__Problem requirements__
Every line in the material below that includes "post" should be copied.
┌─ Given records
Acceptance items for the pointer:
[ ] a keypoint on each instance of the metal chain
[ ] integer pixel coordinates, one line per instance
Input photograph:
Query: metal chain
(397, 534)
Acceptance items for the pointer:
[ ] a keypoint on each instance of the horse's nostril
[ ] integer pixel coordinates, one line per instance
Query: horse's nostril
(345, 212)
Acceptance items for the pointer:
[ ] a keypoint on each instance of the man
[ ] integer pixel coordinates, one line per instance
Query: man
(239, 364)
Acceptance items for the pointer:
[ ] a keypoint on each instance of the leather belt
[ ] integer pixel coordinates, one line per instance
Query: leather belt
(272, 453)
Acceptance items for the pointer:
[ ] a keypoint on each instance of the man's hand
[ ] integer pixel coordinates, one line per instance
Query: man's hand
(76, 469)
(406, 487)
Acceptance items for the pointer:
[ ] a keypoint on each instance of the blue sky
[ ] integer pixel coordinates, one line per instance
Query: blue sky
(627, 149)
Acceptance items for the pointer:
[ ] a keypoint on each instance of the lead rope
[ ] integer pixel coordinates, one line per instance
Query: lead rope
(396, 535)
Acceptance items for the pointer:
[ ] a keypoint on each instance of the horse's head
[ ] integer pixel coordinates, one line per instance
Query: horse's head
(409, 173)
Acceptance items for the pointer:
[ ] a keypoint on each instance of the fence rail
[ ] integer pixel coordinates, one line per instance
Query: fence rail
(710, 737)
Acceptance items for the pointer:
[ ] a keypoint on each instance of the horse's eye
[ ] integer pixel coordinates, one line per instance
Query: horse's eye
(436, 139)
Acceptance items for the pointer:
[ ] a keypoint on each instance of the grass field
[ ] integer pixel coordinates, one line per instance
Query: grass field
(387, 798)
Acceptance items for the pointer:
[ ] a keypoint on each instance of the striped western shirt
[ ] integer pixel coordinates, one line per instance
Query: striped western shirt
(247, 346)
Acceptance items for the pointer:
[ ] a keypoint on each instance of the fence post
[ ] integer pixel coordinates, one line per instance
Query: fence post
└─
__Exercise solution__
[ ] a keypoint on each instance of the fence post
Query: fence post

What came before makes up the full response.